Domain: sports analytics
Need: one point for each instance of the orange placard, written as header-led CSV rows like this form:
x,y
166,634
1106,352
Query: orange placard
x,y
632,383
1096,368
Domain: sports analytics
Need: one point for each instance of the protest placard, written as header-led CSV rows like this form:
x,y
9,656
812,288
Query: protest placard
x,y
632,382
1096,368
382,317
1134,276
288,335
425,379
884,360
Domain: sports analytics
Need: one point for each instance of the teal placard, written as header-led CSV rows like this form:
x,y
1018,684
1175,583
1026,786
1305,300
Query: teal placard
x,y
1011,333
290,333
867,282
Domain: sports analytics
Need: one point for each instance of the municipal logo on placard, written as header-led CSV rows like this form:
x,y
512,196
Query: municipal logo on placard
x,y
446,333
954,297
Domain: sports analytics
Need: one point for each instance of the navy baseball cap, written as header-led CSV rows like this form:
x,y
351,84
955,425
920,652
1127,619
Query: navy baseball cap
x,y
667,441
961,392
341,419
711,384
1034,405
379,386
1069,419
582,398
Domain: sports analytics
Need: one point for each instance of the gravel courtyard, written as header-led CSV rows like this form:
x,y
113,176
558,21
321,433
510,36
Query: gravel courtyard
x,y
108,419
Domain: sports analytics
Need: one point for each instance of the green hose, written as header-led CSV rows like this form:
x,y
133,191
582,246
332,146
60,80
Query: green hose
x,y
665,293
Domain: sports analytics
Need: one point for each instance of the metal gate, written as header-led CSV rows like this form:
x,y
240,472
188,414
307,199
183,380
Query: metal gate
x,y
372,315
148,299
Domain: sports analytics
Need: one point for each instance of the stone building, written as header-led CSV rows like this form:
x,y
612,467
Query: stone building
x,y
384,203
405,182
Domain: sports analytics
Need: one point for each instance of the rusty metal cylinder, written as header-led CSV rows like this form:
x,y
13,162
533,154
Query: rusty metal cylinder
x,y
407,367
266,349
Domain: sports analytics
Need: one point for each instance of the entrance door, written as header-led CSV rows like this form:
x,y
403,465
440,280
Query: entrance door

^^^^

统计上方数据中含有字符串“entrance”的行数（区分大小写），只回答数字。

*书面回答*. 2